====== Text ======

Question

Find the solution to the equation 64(3 – x) = 42x
64^(3 – x) = 4^(2x)
64 = 4^3
4^(3(3 – x)) = 4^2x
3(3 – x) = 2x
9 - 3x = 2x
9 = 5x
x =9/5 I know how to solve it but what mehod am I using? and how would I explain it?

Answer 1

Can you write the equation using the equation editor at the bottom left to make it easier to read?

Thanks.

Answer 2

Hold on I'll rewrite it so you can check that it's what was intended:

Answer 3

thanks neil :)

Answer 4

From here?
\[64(3 – x) = 42x\]

Or this?
\[64^{3 – x} = 4^{2x}\]

Answer 5

the latter.

Answer 6

So top or bottom?

Answer 7

i just answered the bottom one.

Answer 8

9/5 is the real root for that problem, correct.

Answer 9

That's the answer Neil, I need to know the name of the method I used to get it.

Answer 10

Divide by whatever is multiplied in the squared terms.

Answer 11

I would do the following first, both sides of the equations in terms of base 2

Answer 12

Why base 2? because then you can take log\(_2\) ( ) to both sides ;-)

Answer 13

This question is asking you to remember rules of exponents

Answer 14

2^6 = 64
2^4 = 4

Answer 15

so...
\[\large 64^{3 – x} = 4^{2x}\]
\[\large 2^{6(3 – x)} = 2^{2(2x)}\]
\[\large \log_2 ( 2^{6(3 – x)} ) = \log_2 ( 2^{2(2x)})\]
\[\large 6(3 – x) = 2(2x)\]
\[\large 18 – 6x = 4x\]
\[\large 18 = 10x\]
18/10 = 9/5

Answer 16

Make sense @strcaitlyn13 ? :-D

Answer 17

Yes i knew how to get the answer, just not what the method was.

Answer 18

I like that you recognized that 64 and 4 were related by even factors. Alternately you could put both of them in terms of base 4 and take log\(_4\) to both sides instead. Works the same.

Answer 19

But you need to use a log here I think or you're making an assumption that's false for some numbers, because the domain of logarithms are restricted from 0<x<\(\infty\)

Answer 20

Minor detail, but some mathematicians and software engineers would make a big deal about it.

Answer 21

i got it now thank you :)

Answer 22

^_^

====== Stored records ======

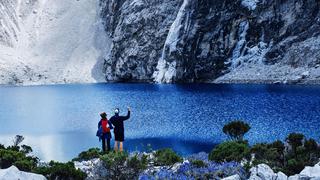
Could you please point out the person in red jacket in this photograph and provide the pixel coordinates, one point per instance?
(117, 122)
(105, 125)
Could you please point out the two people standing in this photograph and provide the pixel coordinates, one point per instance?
(115, 123)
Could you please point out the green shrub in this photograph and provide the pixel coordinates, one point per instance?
(295, 140)
(166, 157)
(198, 163)
(268, 154)
(26, 149)
(114, 159)
(25, 165)
(230, 151)
(137, 164)
(58, 170)
(294, 166)
(89, 154)
(9, 157)
(2, 146)
(121, 166)
(236, 130)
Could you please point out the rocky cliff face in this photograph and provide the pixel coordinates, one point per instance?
(213, 41)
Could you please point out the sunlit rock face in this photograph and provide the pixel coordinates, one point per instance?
(212, 41)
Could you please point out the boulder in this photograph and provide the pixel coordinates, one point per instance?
(14, 173)
(234, 177)
(281, 176)
(263, 172)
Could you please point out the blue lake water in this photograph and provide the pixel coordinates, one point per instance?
(60, 121)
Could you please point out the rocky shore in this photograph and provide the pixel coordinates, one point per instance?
(95, 170)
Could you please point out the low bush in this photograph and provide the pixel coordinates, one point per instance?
(57, 170)
(89, 154)
(9, 157)
(236, 130)
(198, 163)
(121, 166)
(230, 151)
(166, 157)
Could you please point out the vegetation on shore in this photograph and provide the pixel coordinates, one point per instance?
(290, 157)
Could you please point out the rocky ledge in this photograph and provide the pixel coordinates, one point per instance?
(192, 168)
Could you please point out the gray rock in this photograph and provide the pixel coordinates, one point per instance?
(310, 172)
(281, 176)
(263, 172)
(14, 173)
(294, 177)
(200, 41)
(234, 177)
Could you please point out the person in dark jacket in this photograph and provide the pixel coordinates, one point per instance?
(105, 126)
(117, 122)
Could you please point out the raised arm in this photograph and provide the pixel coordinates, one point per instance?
(99, 124)
(110, 124)
(123, 118)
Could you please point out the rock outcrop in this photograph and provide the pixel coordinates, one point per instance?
(14, 173)
(213, 41)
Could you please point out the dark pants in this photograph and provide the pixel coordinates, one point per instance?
(105, 137)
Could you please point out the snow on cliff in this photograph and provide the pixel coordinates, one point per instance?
(46, 41)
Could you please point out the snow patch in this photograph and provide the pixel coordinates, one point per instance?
(52, 42)
(167, 70)
(238, 50)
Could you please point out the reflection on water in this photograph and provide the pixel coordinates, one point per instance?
(60, 121)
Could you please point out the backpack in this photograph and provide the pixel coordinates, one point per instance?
(105, 125)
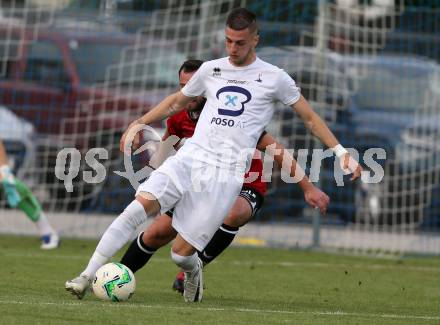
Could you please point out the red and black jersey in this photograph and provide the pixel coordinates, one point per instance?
(183, 126)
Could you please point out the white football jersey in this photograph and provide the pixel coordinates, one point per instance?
(240, 103)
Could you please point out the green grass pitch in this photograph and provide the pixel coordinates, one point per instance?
(244, 286)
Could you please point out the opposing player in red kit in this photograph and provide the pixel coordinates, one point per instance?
(248, 202)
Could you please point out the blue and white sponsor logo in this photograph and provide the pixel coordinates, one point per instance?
(233, 99)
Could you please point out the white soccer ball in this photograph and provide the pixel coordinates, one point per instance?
(114, 281)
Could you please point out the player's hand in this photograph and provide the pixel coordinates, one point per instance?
(130, 140)
(317, 199)
(7, 179)
(351, 166)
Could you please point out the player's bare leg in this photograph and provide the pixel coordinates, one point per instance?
(239, 215)
(116, 235)
(185, 256)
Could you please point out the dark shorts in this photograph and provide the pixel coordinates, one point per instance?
(254, 199)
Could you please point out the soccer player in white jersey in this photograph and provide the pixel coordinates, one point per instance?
(201, 181)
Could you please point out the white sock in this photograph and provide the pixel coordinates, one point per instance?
(43, 225)
(117, 235)
(186, 263)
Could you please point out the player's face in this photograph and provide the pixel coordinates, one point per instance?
(240, 45)
(197, 103)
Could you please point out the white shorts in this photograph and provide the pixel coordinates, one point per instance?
(201, 195)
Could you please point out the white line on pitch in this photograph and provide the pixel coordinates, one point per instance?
(212, 309)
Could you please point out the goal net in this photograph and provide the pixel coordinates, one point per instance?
(73, 78)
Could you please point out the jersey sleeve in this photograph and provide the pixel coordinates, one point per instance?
(287, 91)
(195, 86)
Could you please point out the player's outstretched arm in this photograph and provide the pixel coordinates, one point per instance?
(168, 107)
(312, 195)
(320, 129)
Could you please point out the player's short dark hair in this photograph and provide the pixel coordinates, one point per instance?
(190, 65)
(241, 18)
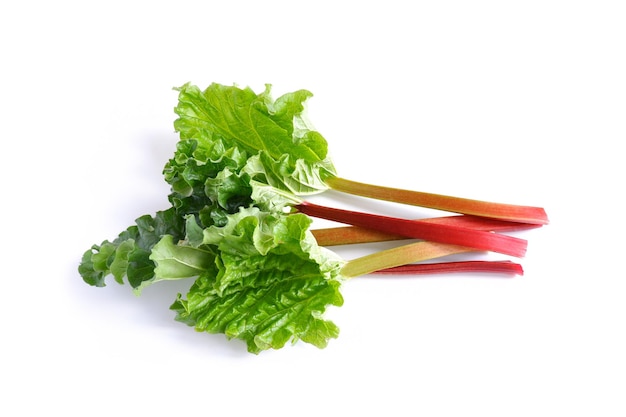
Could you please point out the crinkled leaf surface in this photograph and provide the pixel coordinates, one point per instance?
(128, 256)
(270, 283)
(280, 147)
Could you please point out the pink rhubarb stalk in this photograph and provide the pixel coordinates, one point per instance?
(440, 233)
(502, 267)
(346, 235)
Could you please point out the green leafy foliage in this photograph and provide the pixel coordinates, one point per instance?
(260, 278)
(279, 146)
(128, 256)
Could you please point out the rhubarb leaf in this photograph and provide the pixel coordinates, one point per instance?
(128, 256)
(270, 283)
(281, 148)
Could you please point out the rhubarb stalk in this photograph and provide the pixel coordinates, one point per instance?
(509, 212)
(440, 233)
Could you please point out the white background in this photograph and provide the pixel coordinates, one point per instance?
(520, 102)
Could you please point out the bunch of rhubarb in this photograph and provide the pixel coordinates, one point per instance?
(240, 225)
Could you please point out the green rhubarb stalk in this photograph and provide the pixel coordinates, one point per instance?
(509, 212)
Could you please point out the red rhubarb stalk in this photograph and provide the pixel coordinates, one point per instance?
(346, 235)
(515, 213)
(440, 233)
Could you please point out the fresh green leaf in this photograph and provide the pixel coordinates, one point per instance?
(270, 283)
(128, 256)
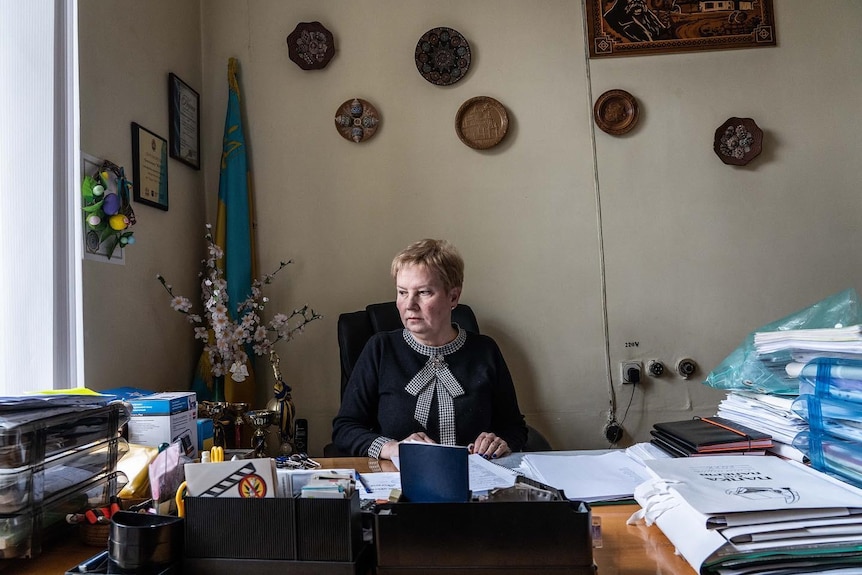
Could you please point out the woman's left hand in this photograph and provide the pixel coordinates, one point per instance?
(489, 446)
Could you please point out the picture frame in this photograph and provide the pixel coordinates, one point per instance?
(634, 27)
(185, 119)
(150, 168)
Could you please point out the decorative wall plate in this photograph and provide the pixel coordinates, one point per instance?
(356, 120)
(616, 112)
(442, 56)
(738, 141)
(481, 122)
(310, 45)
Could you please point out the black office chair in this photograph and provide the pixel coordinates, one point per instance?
(356, 328)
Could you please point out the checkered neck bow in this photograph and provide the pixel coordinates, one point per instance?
(435, 376)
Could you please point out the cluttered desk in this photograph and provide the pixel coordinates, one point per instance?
(625, 549)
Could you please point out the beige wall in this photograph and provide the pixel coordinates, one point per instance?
(696, 253)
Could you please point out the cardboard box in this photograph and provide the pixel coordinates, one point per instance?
(164, 418)
(165, 403)
(205, 434)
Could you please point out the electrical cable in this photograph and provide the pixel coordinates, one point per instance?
(612, 400)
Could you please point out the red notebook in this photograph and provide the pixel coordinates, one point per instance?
(712, 434)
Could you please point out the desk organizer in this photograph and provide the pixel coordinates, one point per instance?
(225, 534)
(32, 442)
(55, 461)
(484, 538)
(27, 486)
(22, 534)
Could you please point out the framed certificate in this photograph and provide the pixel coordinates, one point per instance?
(185, 119)
(150, 164)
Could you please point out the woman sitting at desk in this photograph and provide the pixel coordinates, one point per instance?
(433, 381)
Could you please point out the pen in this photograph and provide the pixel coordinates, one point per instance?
(361, 480)
(94, 563)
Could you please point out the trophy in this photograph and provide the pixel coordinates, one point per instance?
(215, 410)
(282, 407)
(260, 419)
(237, 410)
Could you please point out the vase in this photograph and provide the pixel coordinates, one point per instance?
(218, 389)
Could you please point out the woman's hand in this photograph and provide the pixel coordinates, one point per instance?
(390, 449)
(489, 446)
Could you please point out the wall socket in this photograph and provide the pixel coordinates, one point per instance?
(631, 372)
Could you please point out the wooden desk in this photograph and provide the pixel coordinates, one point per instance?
(626, 549)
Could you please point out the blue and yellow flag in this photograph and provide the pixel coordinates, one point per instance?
(233, 233)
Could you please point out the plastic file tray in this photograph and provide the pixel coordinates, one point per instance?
(227, 535)
(21, 534)
(29, 486)
(484, 538)
(41, 437)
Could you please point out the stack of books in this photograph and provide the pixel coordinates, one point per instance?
(769, 413)
(709, 436)
(753, 515)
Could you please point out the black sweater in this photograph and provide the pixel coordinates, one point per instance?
(376, 404)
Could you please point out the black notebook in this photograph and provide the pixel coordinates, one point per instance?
(432, 473)
(711, 434)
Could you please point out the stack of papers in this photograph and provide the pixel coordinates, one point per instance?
(611, 476)
(755, 515)
(839, 339)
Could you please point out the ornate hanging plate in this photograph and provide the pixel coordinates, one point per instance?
(481, 122)
(356, 120)
(442, 56)
(310, 45)
(616, 112)
(738, 141)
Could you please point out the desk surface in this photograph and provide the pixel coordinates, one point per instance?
(626, 549)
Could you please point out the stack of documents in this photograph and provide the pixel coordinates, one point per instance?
(611, 476)
(734, 515)
(826, 340)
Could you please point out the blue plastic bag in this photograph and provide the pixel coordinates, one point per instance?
(745, 369)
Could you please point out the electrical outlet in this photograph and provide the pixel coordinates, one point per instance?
(655, 368)
(631, 371)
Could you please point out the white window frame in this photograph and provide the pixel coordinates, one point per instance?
(41, 305)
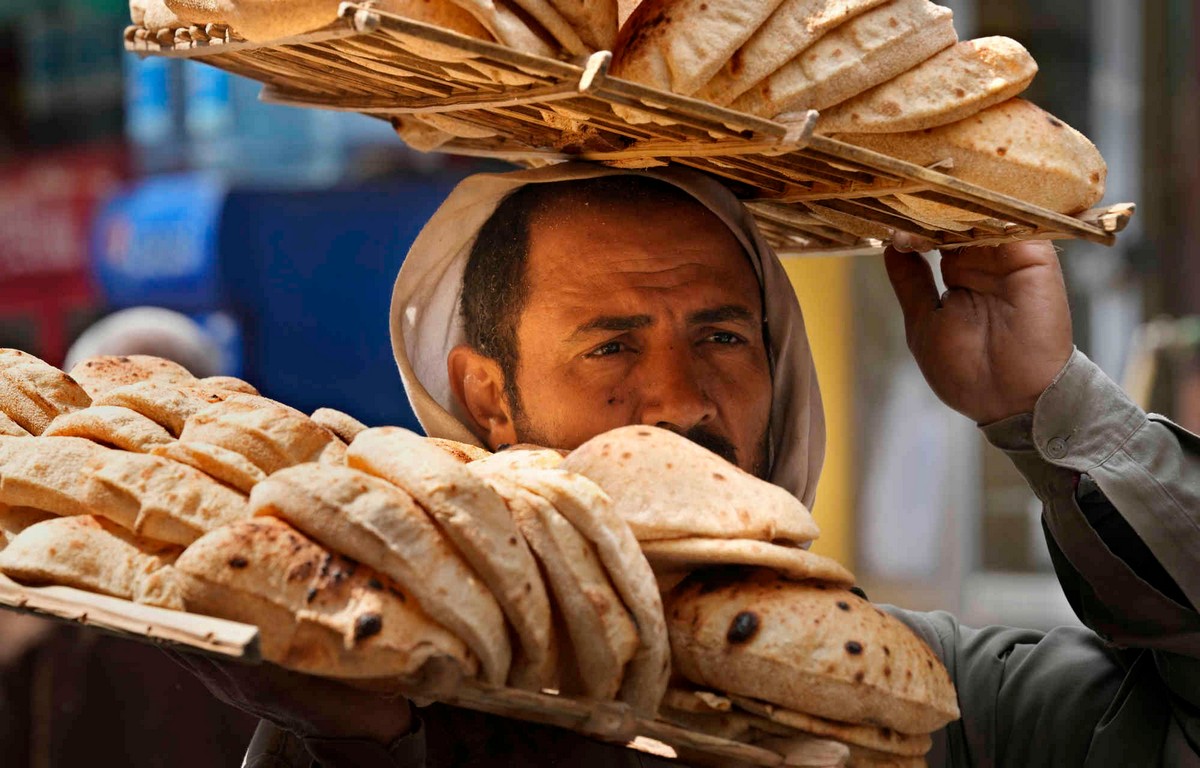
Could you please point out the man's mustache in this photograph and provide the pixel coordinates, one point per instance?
(713, 441)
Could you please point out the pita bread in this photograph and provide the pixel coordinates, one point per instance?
(603, 636)
(808, 647)
(317, 612)
(95, 555)
(11, 429)
(478, 522)
(167, 405)
(679, 45)
(229, 467)
(791, 29)
(160, 498)
(48, 473)
(33, 394)
(343, 425)
(869, 49)
(111, 425)
(1014, 148)
(665, 486)
(510, 25)
(586, 507)
(519, 457)
(877, 738)
(229, 384)
(16, 519)
(687, 555)
(957, 83)
(377, 523)
(269, 433)
(99, 375)
(462, 453)
(594, 21)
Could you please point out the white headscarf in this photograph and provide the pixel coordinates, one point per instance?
(425, 322)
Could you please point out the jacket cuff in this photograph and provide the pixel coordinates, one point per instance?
(407, 751)
(1078, 424)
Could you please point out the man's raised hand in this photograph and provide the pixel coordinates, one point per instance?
(1000, 334)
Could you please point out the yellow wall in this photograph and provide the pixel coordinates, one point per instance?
(823, 286)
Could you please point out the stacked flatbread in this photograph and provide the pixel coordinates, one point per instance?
(767, 640)
(400, 562)
(886, 75)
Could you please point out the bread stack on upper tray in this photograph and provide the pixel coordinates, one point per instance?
(400, 562)
(889, 76)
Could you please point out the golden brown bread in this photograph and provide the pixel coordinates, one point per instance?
(1014, 148)
(807, 647)
(379, 525)
(317, 612)
(665, 486)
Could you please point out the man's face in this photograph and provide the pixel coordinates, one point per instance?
(646, 315)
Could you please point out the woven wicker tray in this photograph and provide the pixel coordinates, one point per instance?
(811, 195)
(606, 720)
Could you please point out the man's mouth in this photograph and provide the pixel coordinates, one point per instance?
(714, 442)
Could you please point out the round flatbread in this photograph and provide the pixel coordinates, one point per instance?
(16, 519)
(343, 425)
(91, 553)
(229, 467)
(48, 473)
(167, 405)
(229, 384)
(462, 453)
(160, 498)
(791, 29)
(665, 486)
(867, 51)
(269, 433)
(101, 373)
(949, 87)
(1014, 148)
(676, 556)
(111, 425)
(379, 525)
(11, 429)
(586, 507)
(317, 612)
(603, 635)
(679, 45)
(807, 647)
(33, 393)
(478, 522)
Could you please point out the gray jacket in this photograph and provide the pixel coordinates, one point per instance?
(1121, 495)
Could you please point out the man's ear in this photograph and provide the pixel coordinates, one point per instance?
(478, 383)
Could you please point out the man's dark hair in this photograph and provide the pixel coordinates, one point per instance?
(495, 285)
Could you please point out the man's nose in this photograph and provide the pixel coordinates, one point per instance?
(673, 394)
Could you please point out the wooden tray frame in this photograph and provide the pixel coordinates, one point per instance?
(606, 720)
(369, 61)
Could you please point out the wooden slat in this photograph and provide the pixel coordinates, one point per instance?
(144, 622)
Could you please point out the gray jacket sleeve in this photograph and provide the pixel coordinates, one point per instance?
(1126, 694)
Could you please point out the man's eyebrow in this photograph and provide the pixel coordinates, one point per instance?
(615, 323)
(725, 313)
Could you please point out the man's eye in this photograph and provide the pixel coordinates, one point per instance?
(610, 348)
(724, 337)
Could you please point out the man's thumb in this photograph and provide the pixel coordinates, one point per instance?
(912, 279)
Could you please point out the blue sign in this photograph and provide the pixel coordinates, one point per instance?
(157, 244)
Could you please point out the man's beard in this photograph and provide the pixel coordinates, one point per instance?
(700, 435)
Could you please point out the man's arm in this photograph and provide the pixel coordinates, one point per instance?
(1125, 556)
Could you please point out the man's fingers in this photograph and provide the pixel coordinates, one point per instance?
(912, 280)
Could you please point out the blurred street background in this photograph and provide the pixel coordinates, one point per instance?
(275, 234)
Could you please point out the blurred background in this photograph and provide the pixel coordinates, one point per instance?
(275, 233)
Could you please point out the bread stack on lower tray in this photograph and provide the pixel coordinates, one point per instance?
(409, 564)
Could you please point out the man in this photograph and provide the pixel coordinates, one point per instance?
(551, 305)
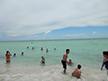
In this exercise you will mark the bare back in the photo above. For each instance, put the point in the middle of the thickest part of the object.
(76, 73)
(65, 57)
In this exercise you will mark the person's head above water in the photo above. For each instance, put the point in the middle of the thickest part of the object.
(7, 51)
(105, 53)
(79, 66)
(67, 51)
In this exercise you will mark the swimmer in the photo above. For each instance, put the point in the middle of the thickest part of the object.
(47, 50)
(22, 53)
(14, 55)
(70, 62)
(32, 48)
(54, 48)
(43, 60)
(77, 72)
(105, 61)
(41, 48)
(8, 59)
(27, 47)
(64, 60)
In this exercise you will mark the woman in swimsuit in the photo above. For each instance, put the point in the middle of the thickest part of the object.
(8, 59)
(105, 61)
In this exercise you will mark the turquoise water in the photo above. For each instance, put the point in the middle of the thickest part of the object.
(88, 53)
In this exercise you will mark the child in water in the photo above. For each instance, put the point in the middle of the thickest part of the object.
(70, 62)
(43, 60)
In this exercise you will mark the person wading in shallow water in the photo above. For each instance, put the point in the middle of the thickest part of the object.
(64, 60)
(8, 59)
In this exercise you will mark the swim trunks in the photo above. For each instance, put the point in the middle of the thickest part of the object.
(43, 61)
(106, 64)
(63, 63)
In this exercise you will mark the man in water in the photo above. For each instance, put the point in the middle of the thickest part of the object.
(43, 60)
(77, 72)
(70, 62)
(8, 59)
(64, 60)
(105, 61)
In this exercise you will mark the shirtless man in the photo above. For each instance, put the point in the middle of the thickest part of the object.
(43, 60)
(64, 60)
(77, 72)
(8, 59)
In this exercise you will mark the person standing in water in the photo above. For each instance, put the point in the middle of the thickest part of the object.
(64, 60)
(77, 72)
(43, 60)
(105, 61)
(8, 59)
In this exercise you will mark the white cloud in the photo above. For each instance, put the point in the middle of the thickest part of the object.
(47, 32)
(94, 32)
(75, 35)
(27, 17)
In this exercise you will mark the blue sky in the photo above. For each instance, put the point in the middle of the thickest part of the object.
(53, 19)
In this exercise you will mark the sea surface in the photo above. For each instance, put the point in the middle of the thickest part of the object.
(86, 52)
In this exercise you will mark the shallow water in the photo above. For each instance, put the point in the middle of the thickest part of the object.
(88, 53)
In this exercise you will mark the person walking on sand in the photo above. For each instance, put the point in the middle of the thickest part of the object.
(77, 72)
(105, 61)
(8, 59)
(64, 60)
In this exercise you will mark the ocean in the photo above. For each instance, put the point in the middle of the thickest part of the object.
(86, 52)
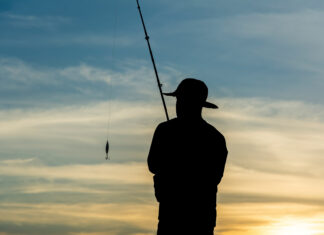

======

**Exercise task A**
Copy the passage of the forum thread that starts at "Make sense @strcaitlyn13" and ends at "restricted from 0<x<\(\infty\)".
**Exercise task B**
List, in order, every equation the asker writes in the forum thread's opening post after the problem statement, through the line that gives the value of x.

**Full solution A**
Make sense @strcaitlyn13 ? :-D

Answer 17

Yes i knew how to get the answer, just not what the method was.

Answer 18

I like that you recognized that 64 and 4 were related by even factors. Alternately you could put both of them in terms of base 4 and take log\(_4\) to both sides instead. Works the same.

Answer 19

But you need to use a log here I think or you're making an assumption that's false for some numbers, because the domain of logarithms are restricted from 0<x<\(\infty\)

**Full solution B**
64^(3 – x) = 4^(2x)
64 = 4^3
4^(3(3 – x)) = 4^2x
3(3 – x) = 2x
9 - 3x = 2x
9 = 5x
x =9/5